▸ **BRIEF**
Report each line of the data below in which "query" appears.

Saved data entries

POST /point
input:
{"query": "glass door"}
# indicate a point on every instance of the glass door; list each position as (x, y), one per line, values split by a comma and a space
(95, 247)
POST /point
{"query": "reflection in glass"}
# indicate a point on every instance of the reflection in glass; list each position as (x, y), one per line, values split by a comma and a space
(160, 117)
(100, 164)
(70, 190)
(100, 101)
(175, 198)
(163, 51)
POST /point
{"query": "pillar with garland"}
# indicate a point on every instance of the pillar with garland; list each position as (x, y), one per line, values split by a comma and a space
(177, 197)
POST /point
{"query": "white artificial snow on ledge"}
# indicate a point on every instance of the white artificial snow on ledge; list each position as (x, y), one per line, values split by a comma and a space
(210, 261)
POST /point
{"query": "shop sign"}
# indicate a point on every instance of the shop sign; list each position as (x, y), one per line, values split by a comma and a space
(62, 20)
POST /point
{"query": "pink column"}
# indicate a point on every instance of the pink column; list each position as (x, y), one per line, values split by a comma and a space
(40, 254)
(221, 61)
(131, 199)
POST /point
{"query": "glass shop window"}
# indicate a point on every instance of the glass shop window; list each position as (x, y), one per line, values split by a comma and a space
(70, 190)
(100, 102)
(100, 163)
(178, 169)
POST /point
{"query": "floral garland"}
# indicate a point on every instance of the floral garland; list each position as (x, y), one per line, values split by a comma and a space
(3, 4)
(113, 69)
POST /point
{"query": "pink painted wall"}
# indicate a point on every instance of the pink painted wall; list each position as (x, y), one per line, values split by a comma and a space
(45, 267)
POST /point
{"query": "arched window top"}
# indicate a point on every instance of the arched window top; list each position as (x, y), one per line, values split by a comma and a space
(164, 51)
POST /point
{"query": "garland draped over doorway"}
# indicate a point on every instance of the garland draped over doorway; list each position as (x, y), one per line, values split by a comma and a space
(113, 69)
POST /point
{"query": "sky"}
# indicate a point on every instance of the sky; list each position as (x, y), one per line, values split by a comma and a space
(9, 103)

▸ **THE ANSWER**
{"query": "glass door"}
{"query": "reflection in glass"}
{"query": "pillar with garland"}
{"query": "white artificial snow on ledge"}
{"query": "shop sign"}
{"query": "pink column"}
{"query": "glass shop window"}
{"query": "floral garland"}
{"query": "pink painted wall"}
{"query": "arched window top"}
{"query": "garland draped over doorway"}
{"query": "sky"}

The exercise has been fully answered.